_Passage_
--- START ---

Jamie L. Whitten
JACKSON, Miss. -- Former Rep. Jamie Lloyd Whitten, a Mississippi farm boy who served a record 53 years in the House of Representatives and for several years exerted quiet control over the nation's purse strings, died yesterday. He was 83.
Mr. Whitten, who retired in 1994, died from complications of chronic cardiac and renal disease with acute respiratory distress, doctors said. He had been hospitalized since Monday.
The conservative Democrat served with 11 presidents and chaired the powerful House Appropriations Committee from 1979 to 1992. Elected to Congress in 1941, about a month before Pearl Harbor, he was at retirement the last member of Congress to have been in office when the United States entered World War II.
He won re-election 26 times, and on Jan. 6, 1992, broke Georgia Democrat Carl Vinson's record for longest service in the House. The late Carl Hayden, an Arizona Democrat who was in the House and later the Senate for a combined 56 years, holds the record for combined Congressional service.

--- END ---

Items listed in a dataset
--- START ---

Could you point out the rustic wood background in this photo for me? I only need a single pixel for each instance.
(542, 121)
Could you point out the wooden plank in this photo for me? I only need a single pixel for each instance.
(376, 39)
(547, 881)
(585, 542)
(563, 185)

--- END ---

_Problem description_
Retype the passage on Jamie L. Whitten word for word, starting with "Jamie L. Whitten" and going on through "hospitalized since Monday.".

_Output of the task_
Jamie L. Whitten
JACKSON, Miss. -- Former Rep. Jamie Lloyd Whitten, a Mississippi farm boy who served a record 53 years in the House of Representatives and for several years exerted quiet control over the nation's purse strings, died yesterday. He was 83.
Mr. Whitten, who retired in 1994, died from complications of chronic cardiac and renal disease with acute respiratory distress, doctors said. He had been hospitalized since Monday.